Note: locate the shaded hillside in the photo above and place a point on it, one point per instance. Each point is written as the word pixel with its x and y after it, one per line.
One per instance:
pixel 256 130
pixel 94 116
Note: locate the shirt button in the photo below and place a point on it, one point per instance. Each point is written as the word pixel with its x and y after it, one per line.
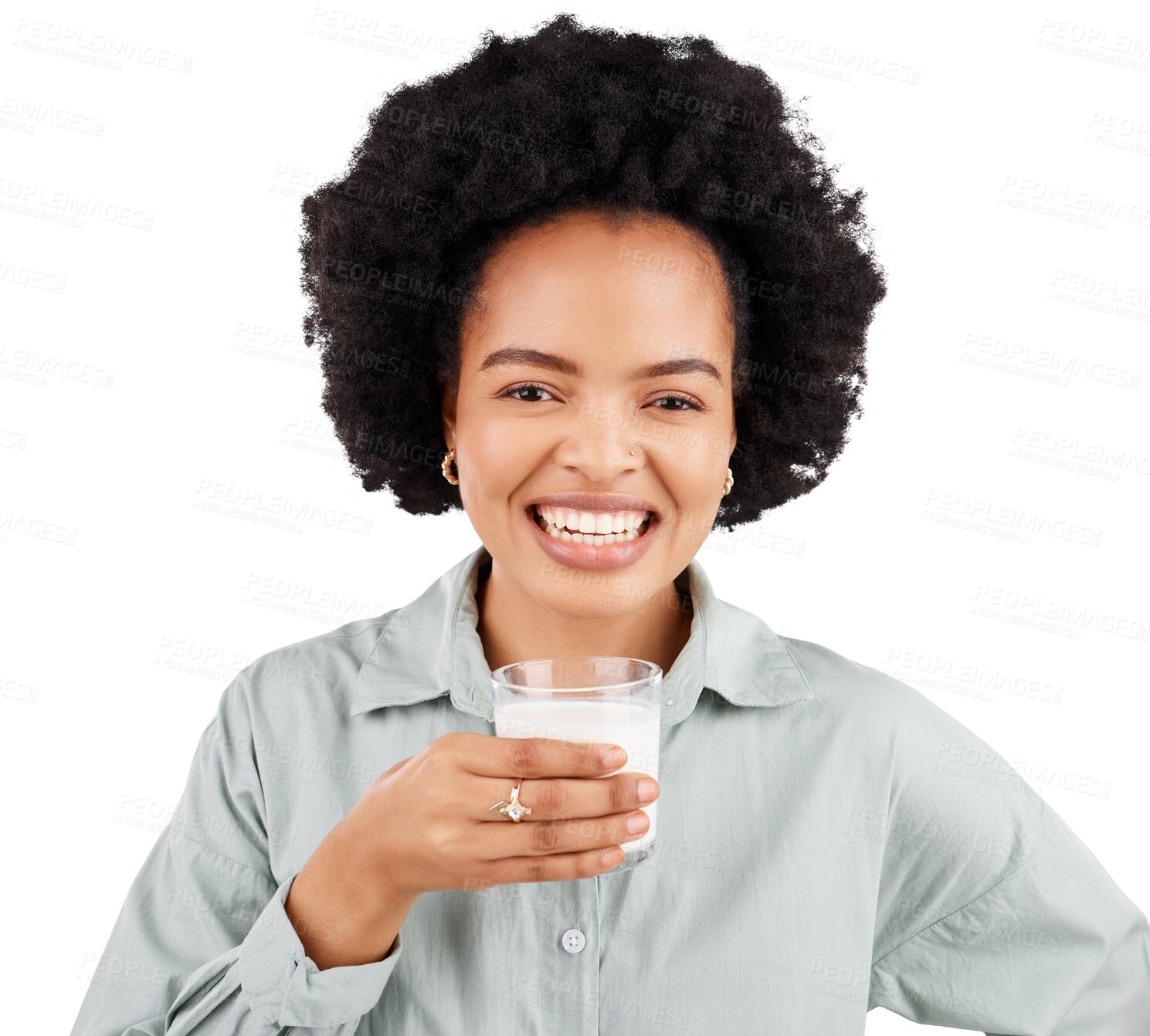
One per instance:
pixel 574 941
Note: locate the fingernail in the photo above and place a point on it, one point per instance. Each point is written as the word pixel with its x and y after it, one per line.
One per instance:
pixel 637 824
pixel 648 791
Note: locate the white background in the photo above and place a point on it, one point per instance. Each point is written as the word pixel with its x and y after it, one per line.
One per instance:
pixel 152 362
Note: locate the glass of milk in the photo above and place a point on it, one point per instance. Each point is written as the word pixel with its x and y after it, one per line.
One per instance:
pixel 588 699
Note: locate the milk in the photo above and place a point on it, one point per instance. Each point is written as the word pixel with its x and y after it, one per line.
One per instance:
pixel 629 725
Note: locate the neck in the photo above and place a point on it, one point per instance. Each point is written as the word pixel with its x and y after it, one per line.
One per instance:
pixel 515 626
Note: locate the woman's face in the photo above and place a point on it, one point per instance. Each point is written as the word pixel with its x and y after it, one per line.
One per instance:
pixel 555 398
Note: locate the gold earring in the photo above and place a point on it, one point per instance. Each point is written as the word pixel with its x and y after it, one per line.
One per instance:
pixel 447 458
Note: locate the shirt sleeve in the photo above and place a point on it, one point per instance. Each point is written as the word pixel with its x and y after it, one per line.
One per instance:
pixel 202 944
pixel 1046 946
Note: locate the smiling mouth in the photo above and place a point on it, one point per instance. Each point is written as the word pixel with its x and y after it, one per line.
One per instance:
pixel 592 538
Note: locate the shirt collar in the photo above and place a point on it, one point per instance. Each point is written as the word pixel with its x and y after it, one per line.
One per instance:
pixel 432 648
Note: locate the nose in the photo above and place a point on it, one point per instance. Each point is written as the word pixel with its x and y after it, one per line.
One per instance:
pixel 602 455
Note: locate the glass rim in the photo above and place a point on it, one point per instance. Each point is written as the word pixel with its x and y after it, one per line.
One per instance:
pixel 656 671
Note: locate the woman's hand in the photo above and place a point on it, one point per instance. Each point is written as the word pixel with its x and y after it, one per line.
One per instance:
pixel 425 824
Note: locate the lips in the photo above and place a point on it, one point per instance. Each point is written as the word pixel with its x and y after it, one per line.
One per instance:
pixel 587 556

_____

● **TASK**:
Please rewrite the records from the start through the line holding "pixel 447 458", both ends included, substituting "image" for every "photo" and keeping everything else the same. Leave the pictures out of your answer.

● **RESULT FOR THIS TASK**:
Note: locate the shaded hillside in the image above and place a point on it, one point per instance. Each point is written as the word pixel with its x and y after it, one per line.
One per instance:
pixel 256 130
pixel 94 116
Note: locate the shirt button in the image below and place a point on it, one point per instance. Each point is written as the word pixel with its x and y after it, one per line.
One per instance:
pixel 574 941
Note: locate the fingernail in the image above and place a point on it, one point per instance. Each point is written as the word pixel with its x and y after it, one per line.
One per instance:
pixel 637 824
pixel 648 791
Note: locate the white background in the image above and place a point on it, one point per instance. Each point is written as the word pixel with its x and y after it, one per line.
One per instance:
pixel 152 362
Note: locate the glass of milk in the image above and place a point on it, one point per instance. Each point is written as the word pixel with its x and y after it, one per line.
One per instance:
pixel 588 699
Note: locate the milk in the image above and place a point on it, one point per instance. Each point is written as the word pixel with its x and y after it, one per line.
One per instance:
pixel 629 725
Note: locate the neck in the image above and place a point on it, one point per instance. Each point is written as the word pixel with its x and y after it, one per line.
One per instance:
pixel 515 626
Note: locate the woman's face in the image above and place a point on it, one point per instance. Each point is written as the word pixel with its x and y after it, one per line.
One per instance:
pixel 555 398
Note: locate the gold earring in the image above and place a point on it, one point per instance. Each point is written as the word pixel with its x and y after it, one per line.
One per instance:
pixel 447 458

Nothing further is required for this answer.